本文.
——
吉田さんは、この機会を独立への最終ステップだと引き受けたが、そこで自身の力不足を痛感することになる。独立を目指すうえで、もっと力をつけなければと再修行を決意し、岐阜の有名店「ブカルッポ」で4年間の修行を行った。
「『40歳までに独立できなければ諦める』と自分にリミットを課して、朝から晩まで死に物狂いで、技術の研鑽に明け暮れました。ブカルッポでの修行が技術の集大成となりました。」
努力が報われ40歳で独立、『窯処コジ-コジ』をオープンさせた。お店を構える場所は学生時代から馴染みが深く、地域性を理解している各務原を選んだ。
卒業後常に独立を見据えながらも、自分が納得できる形まで技術を磨き、出店を実現させた。吉田さんは自身のことを「石橋を叩いて渡るタイプ」と言うが、まさに的を得た分析だ。吉田さんの芯のある行動力と徹底した探究心、そして地元を大切に想う気持ちが、今の「窯処コジ-コジ」の礎となっている。


③窯焼きで引き出す至極の味
吉田さんが初めて窯に触れたのは、修行先である「ブカルッポ」で、ピザ担当を任されたときのことだった。当時は、独立したら、イタリアンのメニューの一部としてピザがあればいいという程度の構想で、まだ「窯を中心に店を展開する」という明確なコンセプトは決まっていなかった。
——
提供資料.
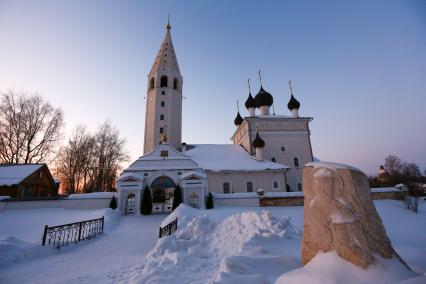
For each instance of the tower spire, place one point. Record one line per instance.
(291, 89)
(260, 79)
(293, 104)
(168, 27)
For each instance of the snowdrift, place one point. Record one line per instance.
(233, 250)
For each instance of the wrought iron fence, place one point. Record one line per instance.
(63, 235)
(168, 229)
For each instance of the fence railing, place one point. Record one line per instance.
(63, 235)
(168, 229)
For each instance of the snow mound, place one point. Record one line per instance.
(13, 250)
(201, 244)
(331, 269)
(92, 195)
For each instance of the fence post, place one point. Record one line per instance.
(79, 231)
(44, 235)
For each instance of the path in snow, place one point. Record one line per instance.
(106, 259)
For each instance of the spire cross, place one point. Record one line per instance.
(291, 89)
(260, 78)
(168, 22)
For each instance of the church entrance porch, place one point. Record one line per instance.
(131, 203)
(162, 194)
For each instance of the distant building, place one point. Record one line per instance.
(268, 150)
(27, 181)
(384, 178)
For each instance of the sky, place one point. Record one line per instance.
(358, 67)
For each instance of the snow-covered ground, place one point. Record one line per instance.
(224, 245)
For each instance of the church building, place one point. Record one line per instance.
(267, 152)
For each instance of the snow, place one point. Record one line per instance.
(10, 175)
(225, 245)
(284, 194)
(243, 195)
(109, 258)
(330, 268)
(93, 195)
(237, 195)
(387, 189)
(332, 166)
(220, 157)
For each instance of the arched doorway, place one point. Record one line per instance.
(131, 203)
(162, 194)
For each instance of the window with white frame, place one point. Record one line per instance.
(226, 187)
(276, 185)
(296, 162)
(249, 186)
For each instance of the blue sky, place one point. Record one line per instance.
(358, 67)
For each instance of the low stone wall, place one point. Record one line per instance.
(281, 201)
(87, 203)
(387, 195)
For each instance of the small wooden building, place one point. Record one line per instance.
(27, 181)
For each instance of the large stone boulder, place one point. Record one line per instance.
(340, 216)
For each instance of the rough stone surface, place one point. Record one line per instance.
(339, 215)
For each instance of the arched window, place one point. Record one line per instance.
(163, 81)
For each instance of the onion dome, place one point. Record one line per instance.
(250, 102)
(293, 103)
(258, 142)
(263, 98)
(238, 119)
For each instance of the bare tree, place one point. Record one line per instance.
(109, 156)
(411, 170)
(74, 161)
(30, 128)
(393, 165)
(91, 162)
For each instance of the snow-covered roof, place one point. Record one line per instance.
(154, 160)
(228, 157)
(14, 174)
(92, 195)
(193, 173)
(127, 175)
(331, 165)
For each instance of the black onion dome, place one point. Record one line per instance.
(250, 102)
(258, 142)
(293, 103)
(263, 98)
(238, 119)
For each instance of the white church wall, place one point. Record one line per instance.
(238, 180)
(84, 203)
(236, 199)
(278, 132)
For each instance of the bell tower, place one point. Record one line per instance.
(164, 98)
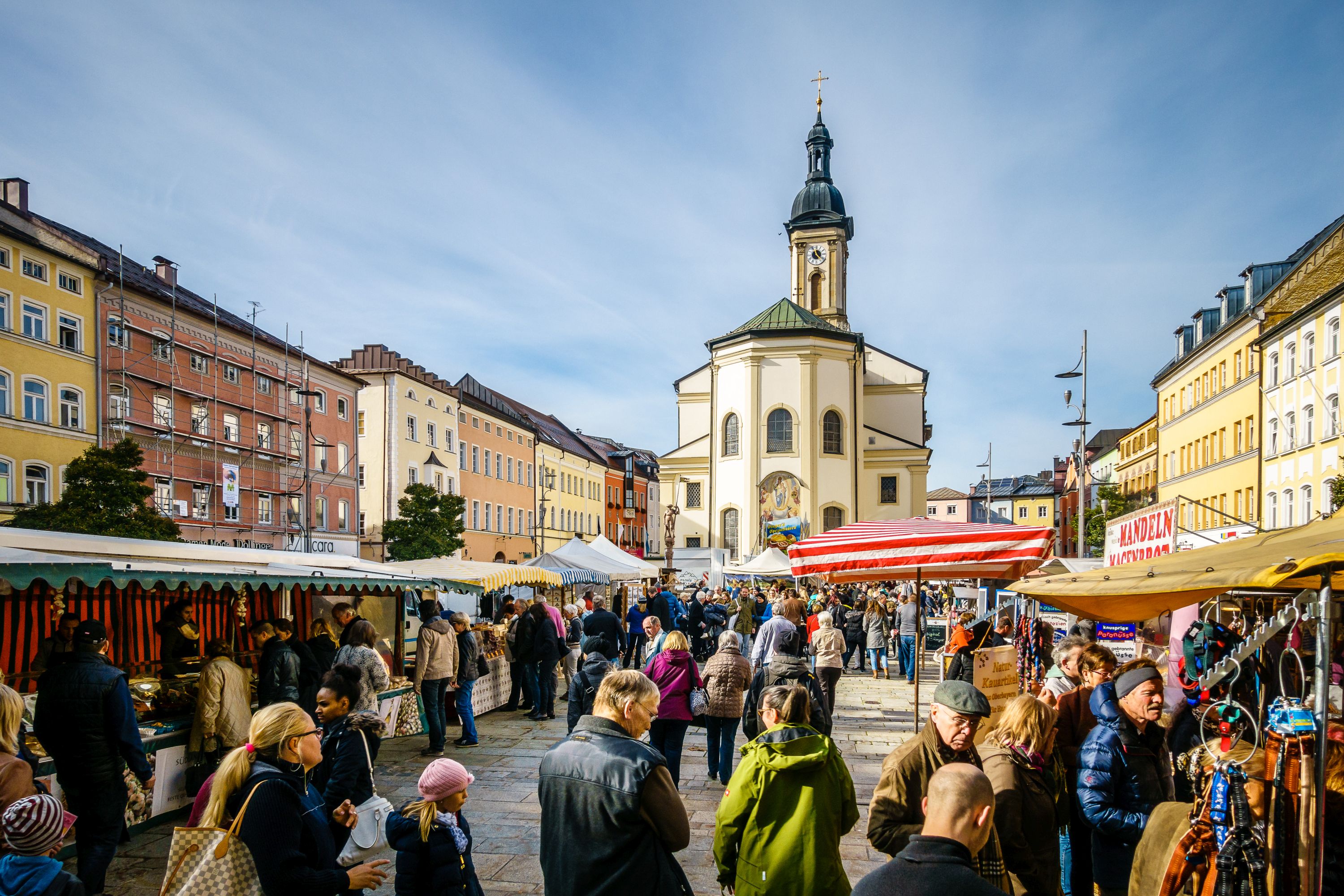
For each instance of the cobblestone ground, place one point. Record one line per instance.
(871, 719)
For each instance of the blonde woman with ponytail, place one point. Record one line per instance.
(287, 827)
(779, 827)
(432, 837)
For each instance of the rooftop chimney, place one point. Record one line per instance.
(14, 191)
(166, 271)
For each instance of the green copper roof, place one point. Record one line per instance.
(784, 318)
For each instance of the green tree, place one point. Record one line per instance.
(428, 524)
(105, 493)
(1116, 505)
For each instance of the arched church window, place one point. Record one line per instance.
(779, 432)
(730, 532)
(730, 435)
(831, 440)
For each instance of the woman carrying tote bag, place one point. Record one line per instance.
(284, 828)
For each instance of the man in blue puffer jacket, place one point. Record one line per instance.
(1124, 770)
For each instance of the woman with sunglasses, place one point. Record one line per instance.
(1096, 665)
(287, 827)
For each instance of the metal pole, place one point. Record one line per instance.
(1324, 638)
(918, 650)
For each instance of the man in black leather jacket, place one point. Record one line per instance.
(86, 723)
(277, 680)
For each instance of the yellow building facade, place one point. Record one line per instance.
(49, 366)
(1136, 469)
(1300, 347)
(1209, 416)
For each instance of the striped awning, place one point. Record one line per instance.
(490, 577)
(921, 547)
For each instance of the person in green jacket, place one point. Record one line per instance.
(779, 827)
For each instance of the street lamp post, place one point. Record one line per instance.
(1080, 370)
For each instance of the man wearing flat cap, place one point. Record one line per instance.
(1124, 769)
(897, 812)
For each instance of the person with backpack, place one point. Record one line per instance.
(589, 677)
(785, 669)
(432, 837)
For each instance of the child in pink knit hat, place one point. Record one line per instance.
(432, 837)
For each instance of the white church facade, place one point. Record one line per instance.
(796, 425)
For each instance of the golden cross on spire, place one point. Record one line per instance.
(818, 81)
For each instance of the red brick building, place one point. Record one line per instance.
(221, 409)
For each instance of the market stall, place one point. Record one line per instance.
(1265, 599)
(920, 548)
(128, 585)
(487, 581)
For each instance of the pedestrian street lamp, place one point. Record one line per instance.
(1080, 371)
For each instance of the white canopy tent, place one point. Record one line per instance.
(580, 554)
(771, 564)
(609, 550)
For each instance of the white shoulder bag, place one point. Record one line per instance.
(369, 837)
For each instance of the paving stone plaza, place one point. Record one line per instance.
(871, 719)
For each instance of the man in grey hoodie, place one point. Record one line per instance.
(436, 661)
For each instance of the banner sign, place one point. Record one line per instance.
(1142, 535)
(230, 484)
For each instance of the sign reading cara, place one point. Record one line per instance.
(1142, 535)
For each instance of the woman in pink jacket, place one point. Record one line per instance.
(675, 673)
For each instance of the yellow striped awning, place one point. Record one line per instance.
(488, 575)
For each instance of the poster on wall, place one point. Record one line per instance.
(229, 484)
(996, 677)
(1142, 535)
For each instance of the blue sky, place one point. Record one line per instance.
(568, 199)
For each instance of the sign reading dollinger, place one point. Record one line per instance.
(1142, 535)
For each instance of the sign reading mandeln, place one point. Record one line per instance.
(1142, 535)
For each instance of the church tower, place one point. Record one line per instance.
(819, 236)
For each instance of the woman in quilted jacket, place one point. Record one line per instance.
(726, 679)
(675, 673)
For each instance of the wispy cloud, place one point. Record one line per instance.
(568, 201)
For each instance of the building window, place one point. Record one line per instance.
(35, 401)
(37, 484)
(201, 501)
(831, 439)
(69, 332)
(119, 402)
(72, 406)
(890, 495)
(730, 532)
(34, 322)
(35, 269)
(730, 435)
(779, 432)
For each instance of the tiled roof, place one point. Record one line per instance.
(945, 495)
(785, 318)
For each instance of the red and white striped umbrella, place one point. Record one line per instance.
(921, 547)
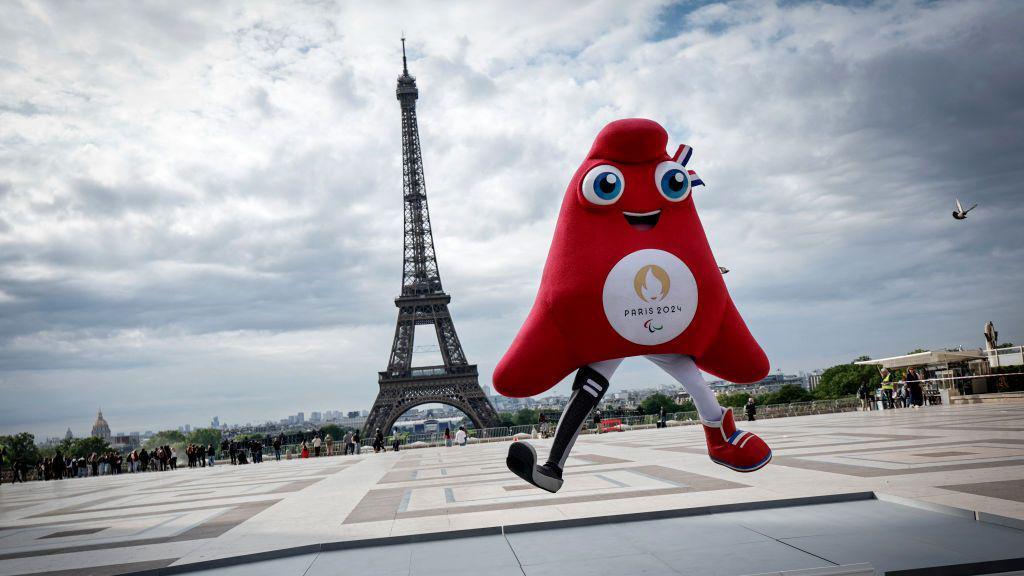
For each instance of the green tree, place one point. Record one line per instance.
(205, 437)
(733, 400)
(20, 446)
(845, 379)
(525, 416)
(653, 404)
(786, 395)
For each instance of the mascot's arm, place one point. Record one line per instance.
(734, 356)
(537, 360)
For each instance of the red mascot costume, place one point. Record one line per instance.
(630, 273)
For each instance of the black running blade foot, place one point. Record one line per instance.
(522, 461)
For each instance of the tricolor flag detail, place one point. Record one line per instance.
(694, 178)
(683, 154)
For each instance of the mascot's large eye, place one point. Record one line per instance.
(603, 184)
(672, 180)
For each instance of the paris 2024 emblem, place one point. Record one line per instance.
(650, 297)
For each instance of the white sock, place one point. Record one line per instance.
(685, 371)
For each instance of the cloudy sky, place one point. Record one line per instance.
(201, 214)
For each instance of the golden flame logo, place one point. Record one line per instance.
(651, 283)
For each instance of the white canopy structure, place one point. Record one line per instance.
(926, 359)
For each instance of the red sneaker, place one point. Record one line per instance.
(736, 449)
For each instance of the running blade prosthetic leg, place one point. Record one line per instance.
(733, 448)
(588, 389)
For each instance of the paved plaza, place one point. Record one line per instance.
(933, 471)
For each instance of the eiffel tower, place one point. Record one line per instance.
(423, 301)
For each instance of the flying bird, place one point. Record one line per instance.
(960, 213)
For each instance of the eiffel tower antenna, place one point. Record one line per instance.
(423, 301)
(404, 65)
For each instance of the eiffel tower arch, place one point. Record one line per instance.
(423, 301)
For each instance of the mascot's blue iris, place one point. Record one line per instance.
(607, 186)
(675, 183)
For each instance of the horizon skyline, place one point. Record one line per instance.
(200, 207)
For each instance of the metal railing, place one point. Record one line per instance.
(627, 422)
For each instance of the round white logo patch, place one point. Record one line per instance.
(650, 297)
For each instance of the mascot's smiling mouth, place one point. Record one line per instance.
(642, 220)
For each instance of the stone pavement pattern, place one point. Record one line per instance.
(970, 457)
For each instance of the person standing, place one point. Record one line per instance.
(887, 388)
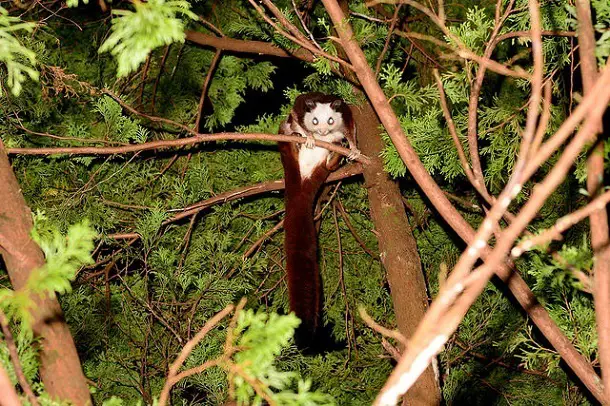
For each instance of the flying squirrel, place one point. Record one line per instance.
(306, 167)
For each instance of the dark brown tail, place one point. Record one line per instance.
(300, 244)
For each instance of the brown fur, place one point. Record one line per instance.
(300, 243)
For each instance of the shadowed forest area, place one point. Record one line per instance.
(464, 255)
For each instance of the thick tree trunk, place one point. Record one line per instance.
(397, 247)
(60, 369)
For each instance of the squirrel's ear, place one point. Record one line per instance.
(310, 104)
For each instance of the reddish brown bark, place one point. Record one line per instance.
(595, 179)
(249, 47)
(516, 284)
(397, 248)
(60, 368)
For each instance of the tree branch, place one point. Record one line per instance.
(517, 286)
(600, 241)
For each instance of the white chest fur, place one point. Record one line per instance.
——
課題の指示.
窯処コジ-コジの吉田さんについての本文を、最後の文の次から続けて書いてください。 これらの行は、今回の作業とは関係ありません。

解答.
「小麦粉の配合など全て一から作り上げました。小麦粉は強力粉・薄力粉、国産・外国産など種類が多く、毎日試行錯誤しながらレシピを開発。そんな環境下で窯の奥深さを知ったわけです。」
窯で調理する最大のメリットは、360度から均一に熱が加わることにある。薪には10%前後の水分が含まれており、燃やすことで水蒸気が発生し、さらに遠赤外線も放出される。これにより、窯全体が高温かつ均一に保たれ、素材全体を包み込むように熱が伝わる。
一方で、フライパンやオーブンでは下から熱を加えるため、火の通りにムラができたり、ひっくり返す必要がある。
「肉を窯で焼くと肉汁の流出が最小限に抑えられ、旨味が中に閉じ込められます。魚も同じで、皮がパリパリ、身はふっくらと仕上がる。素材本来の味をそのまま引き出すことができるのが窯焼きの魅力です。」
吉田さんは食材選びにも強いこだわりを持っている。牛肉は、化学肥料や成長ホルモン剤を使わず育てられた海外産の仔牛を仕入れている。豚肉は白川町の「あんしん豚」を使用。標高750m自然豊かな山頂にて無薬飼料で育てられたこだわりの豚だ。
野菜では、特に玉ねぎにこだわっており、甘みが強く、とろける食感が楽しめる淡路島産を採用している。
「玉ねぎの窯焼きは、オリーブオイルと塩だけの味付けで、甘さが引き立つんです。いつもお客様から驚きの声が上がる逸品です。」
窯の魅力を知り尽くした「窯処コジ-コジ」の窯料理は、素材の旨味を最大限に引き出す至極の味だ。この味を求めて多くの常連客が訪れている。

④新事業!薪のトータルプロデュース
窯料理にこだわる吉田さんだが、窯の管理は想像以上に奥深いという。
「窯の火入れや温度管理には高い経験値と感覚が求められます。窯の中は、場所によって温度が違うので、料理によって置き場所を調整しています。また、窯の中の温度を一定に保つには、店の回転状況に応じた薪の使い方も重要となります。」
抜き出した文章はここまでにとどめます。